We begin with a real world problem: Tracking the IT Spend of government agencies. Specifically, there are two code systems in use, NAICS and PSC. So here we will use Vanna to compare IT spending according to NAICS codes and PSC codes by NASA from October 2022 to 2023.

Specifically, IT spending according to NAICS codes begins with "54", while for PSC codes begins with "D". So we pulled the data for NASA from Sam.gov twice, once for NAICS codes that begin with "54" and once for PSC codes that begin with "D". We will then use Vanna to look at the overlap and differences in the data.

## First let's import the CSV files into a local sqlite database

In [2]:
import csv
import sqlite3

# Connect to a local file
connection = sqlite3.connect('nasa_spend_10_22_23.db')
cursor = connection.cursor()

In [3]:
# Create the NASA NAICS IT SPEND table
cursor.execute('''
CREATE TABLE nasa_naics_it_spend(
 id INTEGER PRIMARY KEY AUTOINCREMENT,
 contracting_depratment_id TEXT,
 contracting_department_name TEXT,
 contracting_office_id TEXT,
 contracting_office_name TEXT,
 naics_code TEXT,
 naics_description TEXT,
 psc_code TEXT,
 psc_description TEXT,
 description_of_requirement TEXT,
 ultimate_parent_legal_business_name TEXT,
 ultimate_parent_unique_entity_id TEXT,
 dollars_obligated REAL);
''')

<sqlite3.Cursor at 0x7f75c58cc740>

In [4]:
# open the NAICS IT SPEND CSV file
file = open('NASA_NAICS_IT_SPEND_Oct_22_to_23.csv')
contents = csv.reader(file)

Records taken from a collection
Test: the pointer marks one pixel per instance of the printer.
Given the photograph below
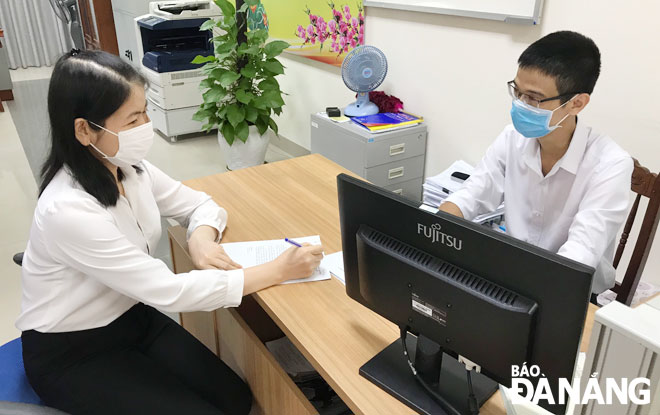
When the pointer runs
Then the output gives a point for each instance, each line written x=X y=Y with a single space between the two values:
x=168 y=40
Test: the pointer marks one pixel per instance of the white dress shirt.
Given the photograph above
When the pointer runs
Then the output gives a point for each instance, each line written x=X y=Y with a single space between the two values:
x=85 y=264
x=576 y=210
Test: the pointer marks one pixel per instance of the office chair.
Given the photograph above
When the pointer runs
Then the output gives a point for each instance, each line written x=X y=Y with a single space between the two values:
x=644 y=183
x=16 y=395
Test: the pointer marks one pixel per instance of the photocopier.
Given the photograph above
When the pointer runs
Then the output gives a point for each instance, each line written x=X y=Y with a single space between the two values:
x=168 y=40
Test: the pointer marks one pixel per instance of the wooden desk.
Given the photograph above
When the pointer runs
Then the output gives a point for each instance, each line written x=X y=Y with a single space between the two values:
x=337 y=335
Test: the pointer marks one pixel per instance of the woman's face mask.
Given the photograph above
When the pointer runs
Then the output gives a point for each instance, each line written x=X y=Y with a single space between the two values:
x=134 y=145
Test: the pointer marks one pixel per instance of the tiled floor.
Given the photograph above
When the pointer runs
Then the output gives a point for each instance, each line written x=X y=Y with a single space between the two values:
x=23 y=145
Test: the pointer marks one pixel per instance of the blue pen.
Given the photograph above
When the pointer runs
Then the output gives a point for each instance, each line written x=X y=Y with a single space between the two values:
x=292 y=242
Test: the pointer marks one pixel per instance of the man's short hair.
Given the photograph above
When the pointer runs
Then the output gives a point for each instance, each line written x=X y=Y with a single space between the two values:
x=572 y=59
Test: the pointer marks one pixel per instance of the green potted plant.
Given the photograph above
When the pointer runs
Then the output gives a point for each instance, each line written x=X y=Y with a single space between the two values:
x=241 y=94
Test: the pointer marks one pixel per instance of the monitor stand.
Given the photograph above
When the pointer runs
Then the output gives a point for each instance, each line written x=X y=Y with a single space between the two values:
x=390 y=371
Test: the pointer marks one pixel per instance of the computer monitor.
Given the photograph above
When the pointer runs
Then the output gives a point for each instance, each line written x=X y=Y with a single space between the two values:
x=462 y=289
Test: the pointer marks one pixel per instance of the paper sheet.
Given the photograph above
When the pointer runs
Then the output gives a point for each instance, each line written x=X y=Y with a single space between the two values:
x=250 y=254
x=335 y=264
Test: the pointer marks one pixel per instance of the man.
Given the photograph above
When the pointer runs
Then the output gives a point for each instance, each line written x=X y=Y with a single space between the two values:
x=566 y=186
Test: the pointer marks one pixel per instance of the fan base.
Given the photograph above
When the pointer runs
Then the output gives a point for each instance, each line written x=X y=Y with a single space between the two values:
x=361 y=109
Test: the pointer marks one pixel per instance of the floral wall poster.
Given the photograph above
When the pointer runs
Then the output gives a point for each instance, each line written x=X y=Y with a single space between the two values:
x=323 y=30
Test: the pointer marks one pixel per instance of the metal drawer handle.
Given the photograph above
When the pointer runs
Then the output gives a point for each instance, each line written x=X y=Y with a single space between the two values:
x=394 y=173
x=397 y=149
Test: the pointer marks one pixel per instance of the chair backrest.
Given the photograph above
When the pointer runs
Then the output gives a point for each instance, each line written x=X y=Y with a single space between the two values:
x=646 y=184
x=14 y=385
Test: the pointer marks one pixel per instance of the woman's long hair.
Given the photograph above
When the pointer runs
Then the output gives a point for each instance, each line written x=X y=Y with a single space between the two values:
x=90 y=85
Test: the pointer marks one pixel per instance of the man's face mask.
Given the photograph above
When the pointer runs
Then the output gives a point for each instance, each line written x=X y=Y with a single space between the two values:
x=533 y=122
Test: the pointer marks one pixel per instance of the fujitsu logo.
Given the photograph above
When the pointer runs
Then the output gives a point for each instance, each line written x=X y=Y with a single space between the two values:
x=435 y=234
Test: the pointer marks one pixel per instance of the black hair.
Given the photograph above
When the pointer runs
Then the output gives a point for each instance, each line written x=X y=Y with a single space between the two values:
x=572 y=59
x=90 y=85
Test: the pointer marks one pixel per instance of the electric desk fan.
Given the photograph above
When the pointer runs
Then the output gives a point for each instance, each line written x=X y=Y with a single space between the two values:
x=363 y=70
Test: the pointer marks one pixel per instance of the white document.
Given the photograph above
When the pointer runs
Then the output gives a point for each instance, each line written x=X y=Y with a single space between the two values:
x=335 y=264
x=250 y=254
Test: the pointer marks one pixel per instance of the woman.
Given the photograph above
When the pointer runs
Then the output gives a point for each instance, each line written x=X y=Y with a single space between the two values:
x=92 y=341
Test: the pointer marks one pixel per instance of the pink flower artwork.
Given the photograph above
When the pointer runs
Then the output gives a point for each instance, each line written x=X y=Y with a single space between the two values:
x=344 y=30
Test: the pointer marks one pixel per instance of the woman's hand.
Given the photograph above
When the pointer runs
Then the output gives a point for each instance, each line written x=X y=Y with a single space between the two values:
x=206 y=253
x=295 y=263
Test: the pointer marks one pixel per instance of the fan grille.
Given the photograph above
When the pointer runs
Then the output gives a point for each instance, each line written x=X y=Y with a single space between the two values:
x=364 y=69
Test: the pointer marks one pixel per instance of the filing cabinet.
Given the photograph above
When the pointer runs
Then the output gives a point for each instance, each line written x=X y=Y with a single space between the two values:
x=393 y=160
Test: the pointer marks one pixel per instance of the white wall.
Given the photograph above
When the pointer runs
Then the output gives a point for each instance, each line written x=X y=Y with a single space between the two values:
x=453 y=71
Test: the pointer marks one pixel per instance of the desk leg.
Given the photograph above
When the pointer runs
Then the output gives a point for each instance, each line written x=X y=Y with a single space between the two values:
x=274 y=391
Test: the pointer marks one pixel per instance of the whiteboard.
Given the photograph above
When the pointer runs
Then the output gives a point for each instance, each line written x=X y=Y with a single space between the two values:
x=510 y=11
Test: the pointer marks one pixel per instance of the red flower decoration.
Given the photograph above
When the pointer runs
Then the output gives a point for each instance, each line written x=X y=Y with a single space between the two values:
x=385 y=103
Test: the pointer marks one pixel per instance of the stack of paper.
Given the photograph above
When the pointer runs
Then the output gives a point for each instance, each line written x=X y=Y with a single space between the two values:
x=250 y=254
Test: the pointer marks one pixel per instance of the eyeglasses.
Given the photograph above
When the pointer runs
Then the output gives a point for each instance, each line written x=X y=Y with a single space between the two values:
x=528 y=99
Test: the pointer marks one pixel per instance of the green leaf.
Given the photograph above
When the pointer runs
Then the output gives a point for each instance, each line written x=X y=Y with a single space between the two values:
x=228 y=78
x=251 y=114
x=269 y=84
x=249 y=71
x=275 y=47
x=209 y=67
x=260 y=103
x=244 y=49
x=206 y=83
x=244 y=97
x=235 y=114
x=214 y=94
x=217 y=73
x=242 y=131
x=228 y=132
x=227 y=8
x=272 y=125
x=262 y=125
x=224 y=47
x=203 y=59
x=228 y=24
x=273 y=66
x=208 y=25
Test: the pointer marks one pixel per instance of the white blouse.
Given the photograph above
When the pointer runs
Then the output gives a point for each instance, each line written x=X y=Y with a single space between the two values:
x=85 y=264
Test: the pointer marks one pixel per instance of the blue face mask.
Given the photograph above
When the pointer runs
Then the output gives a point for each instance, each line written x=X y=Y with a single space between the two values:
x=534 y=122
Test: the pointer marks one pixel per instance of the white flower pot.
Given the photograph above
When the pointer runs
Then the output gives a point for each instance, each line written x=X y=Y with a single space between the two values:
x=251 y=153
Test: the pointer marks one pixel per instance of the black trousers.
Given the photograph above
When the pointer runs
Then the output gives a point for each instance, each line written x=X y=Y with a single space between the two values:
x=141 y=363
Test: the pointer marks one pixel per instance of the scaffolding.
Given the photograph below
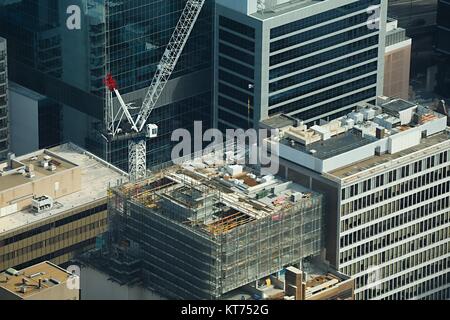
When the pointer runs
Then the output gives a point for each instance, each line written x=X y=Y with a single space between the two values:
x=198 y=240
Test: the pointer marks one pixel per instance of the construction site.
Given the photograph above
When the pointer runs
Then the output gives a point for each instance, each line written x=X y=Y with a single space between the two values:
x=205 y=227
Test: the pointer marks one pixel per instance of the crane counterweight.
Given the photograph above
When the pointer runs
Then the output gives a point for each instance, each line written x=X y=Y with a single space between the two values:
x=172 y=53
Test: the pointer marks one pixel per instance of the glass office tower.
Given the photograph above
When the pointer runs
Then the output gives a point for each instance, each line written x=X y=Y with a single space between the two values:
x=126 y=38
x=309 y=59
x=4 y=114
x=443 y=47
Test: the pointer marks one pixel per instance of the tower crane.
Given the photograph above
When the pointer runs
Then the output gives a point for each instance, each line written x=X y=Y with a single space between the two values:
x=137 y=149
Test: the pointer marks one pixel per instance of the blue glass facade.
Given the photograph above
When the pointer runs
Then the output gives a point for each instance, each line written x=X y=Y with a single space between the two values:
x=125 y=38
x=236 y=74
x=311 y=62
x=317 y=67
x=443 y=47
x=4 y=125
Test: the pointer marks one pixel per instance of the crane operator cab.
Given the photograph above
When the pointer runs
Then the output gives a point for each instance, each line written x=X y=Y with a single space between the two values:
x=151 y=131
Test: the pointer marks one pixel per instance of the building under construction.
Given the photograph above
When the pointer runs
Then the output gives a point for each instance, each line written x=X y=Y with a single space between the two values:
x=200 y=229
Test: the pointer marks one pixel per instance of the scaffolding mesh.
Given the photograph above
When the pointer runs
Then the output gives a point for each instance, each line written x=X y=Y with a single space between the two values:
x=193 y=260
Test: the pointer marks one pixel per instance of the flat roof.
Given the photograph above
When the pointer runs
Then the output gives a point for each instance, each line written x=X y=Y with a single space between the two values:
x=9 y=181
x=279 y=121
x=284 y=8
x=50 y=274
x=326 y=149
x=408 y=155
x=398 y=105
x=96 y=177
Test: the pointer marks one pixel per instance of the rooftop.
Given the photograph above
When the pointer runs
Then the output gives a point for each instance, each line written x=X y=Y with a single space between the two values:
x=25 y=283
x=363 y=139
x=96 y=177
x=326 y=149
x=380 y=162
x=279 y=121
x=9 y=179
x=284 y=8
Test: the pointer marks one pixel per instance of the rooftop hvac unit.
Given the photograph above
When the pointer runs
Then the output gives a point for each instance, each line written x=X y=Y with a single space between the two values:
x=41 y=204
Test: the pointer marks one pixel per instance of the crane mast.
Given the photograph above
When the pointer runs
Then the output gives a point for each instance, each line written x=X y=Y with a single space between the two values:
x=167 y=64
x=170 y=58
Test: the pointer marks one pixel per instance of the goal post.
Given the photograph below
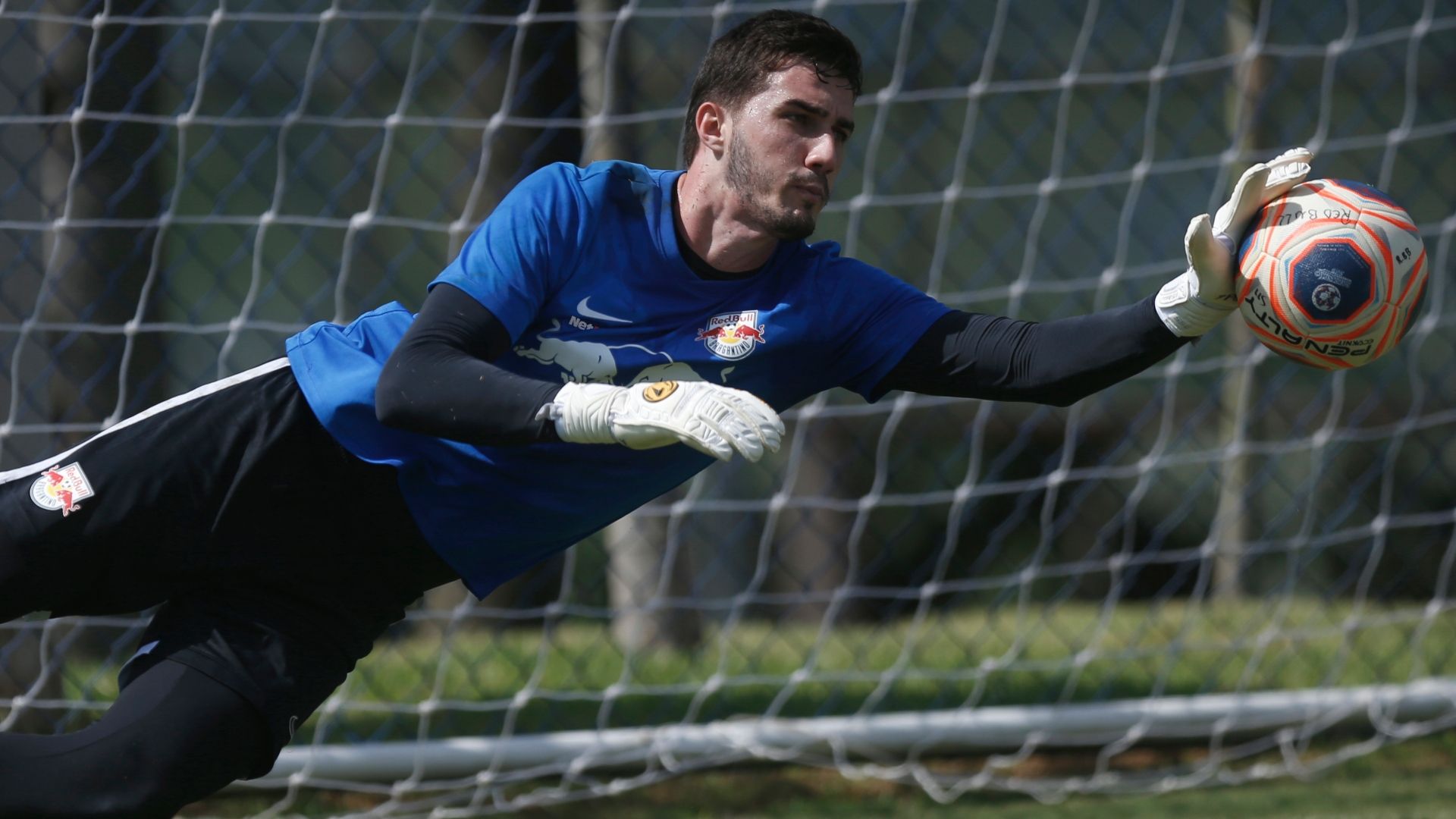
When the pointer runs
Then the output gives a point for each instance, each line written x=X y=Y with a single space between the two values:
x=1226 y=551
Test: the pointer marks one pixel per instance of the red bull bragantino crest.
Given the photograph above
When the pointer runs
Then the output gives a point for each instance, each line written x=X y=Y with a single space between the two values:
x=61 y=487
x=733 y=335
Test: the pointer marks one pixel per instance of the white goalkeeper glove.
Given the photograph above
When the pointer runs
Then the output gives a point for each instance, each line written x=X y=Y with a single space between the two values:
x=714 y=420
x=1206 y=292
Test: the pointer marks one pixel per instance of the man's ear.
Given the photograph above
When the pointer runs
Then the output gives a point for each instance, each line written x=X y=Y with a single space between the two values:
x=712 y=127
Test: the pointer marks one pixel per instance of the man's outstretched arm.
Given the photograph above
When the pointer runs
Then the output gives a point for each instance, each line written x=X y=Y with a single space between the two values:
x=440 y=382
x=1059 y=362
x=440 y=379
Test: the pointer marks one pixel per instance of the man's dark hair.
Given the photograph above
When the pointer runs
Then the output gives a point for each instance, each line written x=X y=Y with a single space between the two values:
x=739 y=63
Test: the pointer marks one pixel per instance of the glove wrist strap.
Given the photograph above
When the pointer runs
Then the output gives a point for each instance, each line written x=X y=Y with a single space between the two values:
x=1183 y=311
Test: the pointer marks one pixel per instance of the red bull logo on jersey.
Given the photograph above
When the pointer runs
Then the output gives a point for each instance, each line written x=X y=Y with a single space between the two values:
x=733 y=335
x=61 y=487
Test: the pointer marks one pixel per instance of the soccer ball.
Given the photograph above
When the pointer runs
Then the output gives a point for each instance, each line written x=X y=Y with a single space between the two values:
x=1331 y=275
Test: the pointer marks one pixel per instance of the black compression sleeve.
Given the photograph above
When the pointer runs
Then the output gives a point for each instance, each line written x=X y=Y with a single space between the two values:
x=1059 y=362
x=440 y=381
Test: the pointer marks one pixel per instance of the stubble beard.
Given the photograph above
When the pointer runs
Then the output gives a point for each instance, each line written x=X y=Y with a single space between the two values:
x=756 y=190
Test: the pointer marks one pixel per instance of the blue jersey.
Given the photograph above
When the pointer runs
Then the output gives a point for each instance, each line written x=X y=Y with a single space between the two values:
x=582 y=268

SHORT EXERCISE >> Reproduce word for word everything in the text on NASA IT spending from "Specifically, IT spending" down to "connection = sqlite3.connect('nasa_spend_10_22_23.db')".

RESPONSE FOR THIS EXERCISE >>
Specifically, IT spending according to NAICS codes begins with "54", while for PSC codes begins with "D". So we pulled the data for NASA from Sam.gov twice, once for NAICS codes that begin with "54" and once for PSC codes that begin with "D". We will then use Vanna to look at the overlap and differences in the data.

## First let's import the CSV files into a local sqlite database

In [2]:
import csv
import sqlite3

# Connect to a local file
connection = sqlite3.connect('nasa_spend_10_22_23.db')